**Given passage**
------------------------------------------------------------------------

In 1948, the leader of Herut, Israel’s Revisionist party, travelled to America. Arendt drafted a letter of protest to the New York Times, which was signed by Einstein, Sidney Hook and others. Herut was ‘no ordinary political party’, she wrote. It was ‘closely akin in its organisation, methods, political philosophy and social appeal to the Nazi and Fascist parties’. It used ‘terrorism’, and its goal was a ‘Führer state’ based on ‘ultra-nationalism, religious mysticism and racial superiority’. The letter also decried those ‘Americans of national repute’ who ‘have lent their names to welcome’ the Herut leader, giving ‘the impression that a large segment of America supports Fascist elements in Israel’. The leader of Herut was Menachem Begin.

The second failing of Zionism, according to Arendt, was that its leaders looked to the ‘great powers’ for support rather than to their future neighbours. Her disagreement here was both moral – ‘by taking advantage of imperialistic interests’, she wrote in 1944, the Zionists had collaborated ‘with the most evil forces of our time’ – and strategic. At the very moment that imperialism was being challenged throughout the world, Zionism had attached itself to a universally maligned form. ‘Only folly could dictate a policy that trusts distant imperial power for protection, while alienating the goodwill of neighbours,’ she wrote. In a 1950 essay, she declared that Zionists simply ignored or failed to understand ‘the awakening of colonial peoples and the new nationalist solidarity in the Arab world from Iraq to French Morocco’. Self-styled realists, they were profoundly unrealistic. They ‘mistook decisions of great powers for the ultimate realities’, she wrote in 1948, when ‘the only permanent reality in the whole constellation was the presence of Arabs in Palestine.’

[...]

Many people believe that great crimes come from terrible ideas: Marxism, racism and Islamic fundamentalism gave us the Gulag, Auschwitz and 9/11. It was the singular achievement of Eichmann in Jerusalem, however, to remind us that the worst atrocities often arise from the simplest of vices. And few vices, in Arendt’s mind, were more vicious than careerism. ‘The East is a career,’ Disraeli wrote. And so was the Holocaust, according to Arendt. ‘What for Eichmann was a job, with its daily routine, its ups and downs, was for the Jews quite literally the end of the world.’ Genocide, she insisted, is work. If it is to be done, people must be hired and paid; if it is to be done well, they must be supervised and promoted.

Eichmann was a careerist of the first order. He had ‘no motives at all’, Arendt insisted, ‘except for an extraordinary diligence in looking out for his personal advancement’. He joined the Nazis because he saw in them an opportunity to ‘start from scratch and still make a career’, and ‘what he fervently believed in up to the end was success.’ Late in the war, as Nazi leaders brooded in Berlin over their impending fate and that of Germany, Eichmann was fretting over superiors’ refusing to invite him to lunch. Years later, he had no memory of the Wannsee Conference, but clearly remembered bowling with senior officials in Slovakia.

------------------------------------------------------------------------

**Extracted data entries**
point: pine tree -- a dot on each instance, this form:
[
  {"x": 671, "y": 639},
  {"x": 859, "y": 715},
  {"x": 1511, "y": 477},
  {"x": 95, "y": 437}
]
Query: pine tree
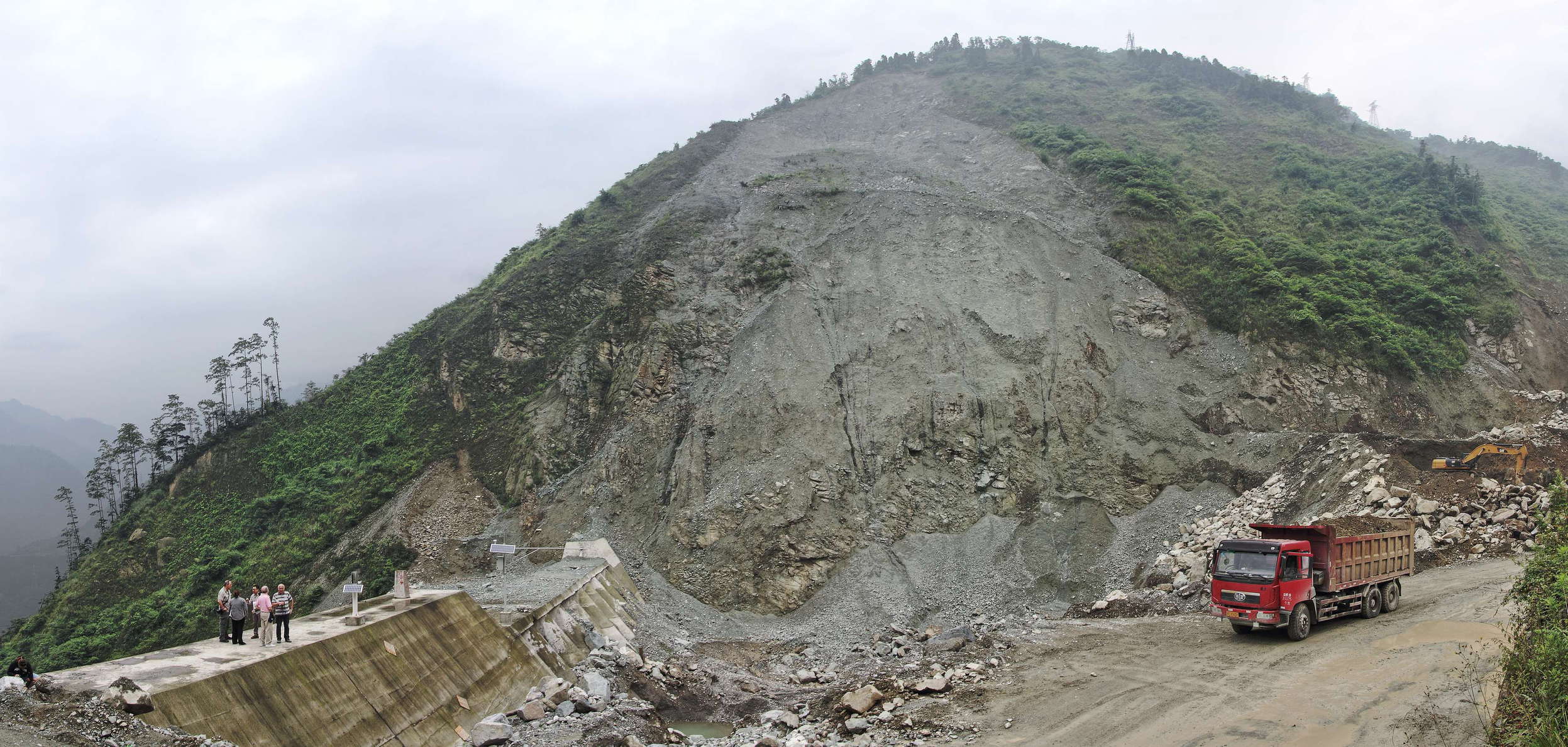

------------------------------------------------------------------------

**Exercise task**
Carry on the passage about Arendt's views on Zionism and Eichmann from its final sentence, not the data.

**Exercise response**
This aspect of Arendt’s treatment of Eichmann is often overlooked in favour of her account of the bureaucrat, the thoughtless follower of rules who could cite the letter of Kant’s categorical imperative without apprehending its spirit. The bureaucrat is a passive instrument, the careerist an architect of his own advance. The first loses himself in paper, the second hoists himself up a ladder. The first was how Eichmann saw himself; the second is how Arendt insisted he be seen.

Most modern theorists, from Montesquieu to the American Framers to Hayek, have considered ambition and careerism to be checks against, rather than conduits of, oppression and tyranny. Arendt’s account of totalitarianism, too, makes it difficult to see how a careerist could survive or prosper among Nazis and Stalinists. Totalitarianism, she argued, appeals to people who no longer care about their lives, much less their careers, and destroys individuals who do. It preys on the dissolution of class structures and established hierarchies – or dissolves those that remain – and replaces them with a shapeless mass movement and a bureaucracy that resembles an onion more than a pyramid.

The main reason for the contemporary evasion of Arendt’s critique of careerism, however, is that addressing it would force a confrontation with the dominant ethos of our time. In an era when capitalism is assumed to be not only efficient but also a source of freedom, the careerist seems like the agent of an easy-going tolerance and pluralism. Unlike the ideologue, whose great sin is to think too much and want too much from politics, the careerist is a genial caretaker of himself. He prefers the marketplace to the corridors of state power. He is realistic and pragmatic, not utopian or fanatic. That careerism may be as lethal as idealism, that ambition is an adjunct of barbarism, that some of the worst crimes are the result of ordinary vices rather than extraordinary ideas: these are the implications of Eichmann in Jerusalem that neo-cons and neoliberals alike find too troubling to acknowledge.